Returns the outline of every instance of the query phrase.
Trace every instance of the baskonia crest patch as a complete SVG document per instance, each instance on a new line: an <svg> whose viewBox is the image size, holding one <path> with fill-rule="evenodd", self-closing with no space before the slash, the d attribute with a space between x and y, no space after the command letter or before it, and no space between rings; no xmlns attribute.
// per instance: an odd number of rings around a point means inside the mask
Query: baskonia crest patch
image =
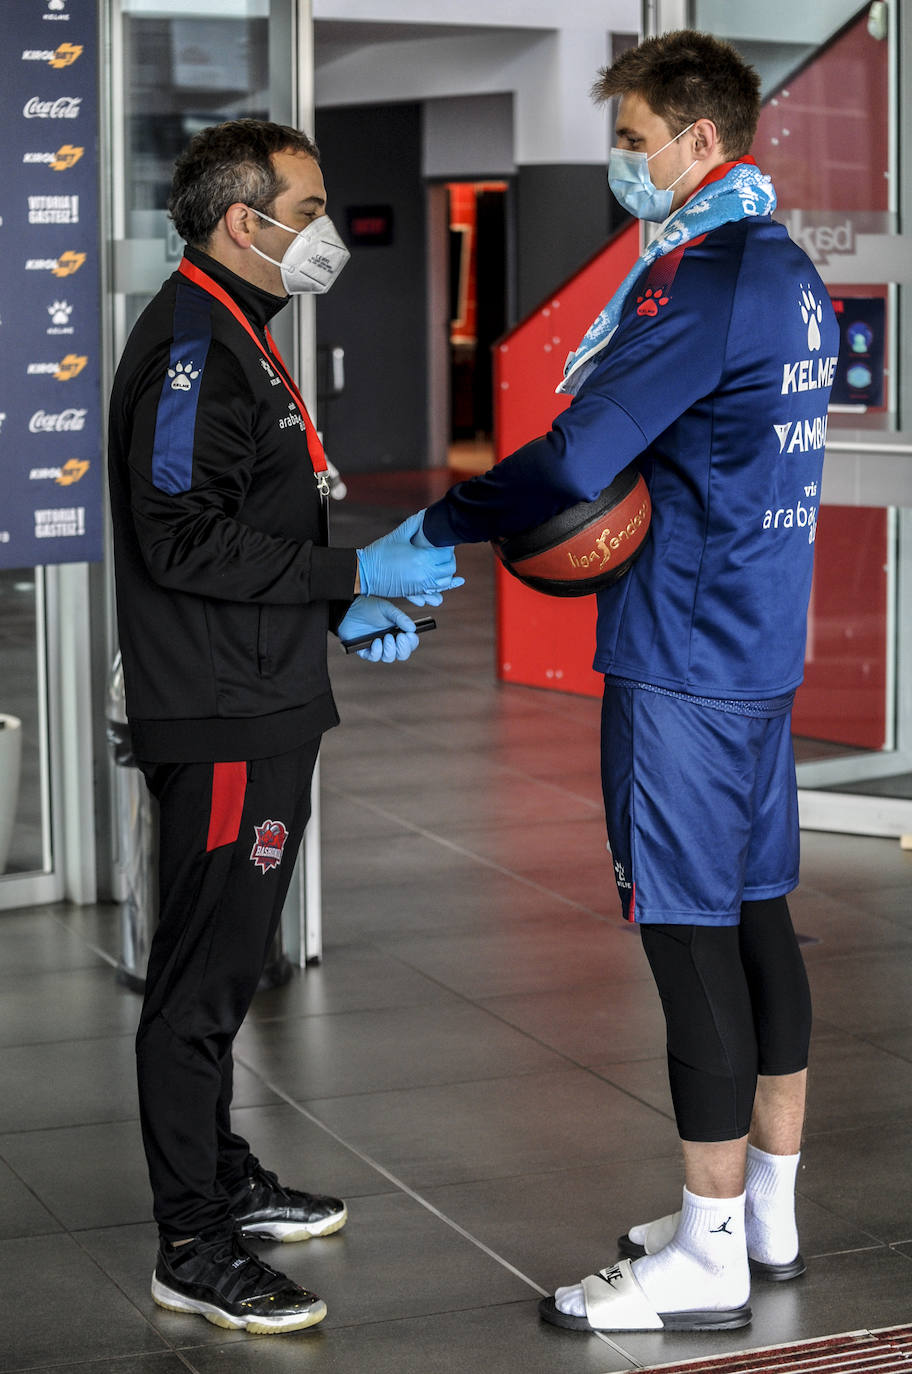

----

**Problem**
Where pictures sit among the data above, omit them, and output the rest exactly.

**The completed task**
Returns the outline of every instance of the query phrase.
Trace every instance of the baskonia crest patch as a complete SVG document per instance, each instance on a new line: an <svg> whose viewBox is the image size, holding one <path> with fill-rule="evenodd", self-closing with no space before the slash, the d attribute with a space between x and y, no space after the command letter or before it, and no space between rings; no xmlns attribute.
// per instance: an odd number of rings around a point means inside the mask
Query: baskonia crest patch
image =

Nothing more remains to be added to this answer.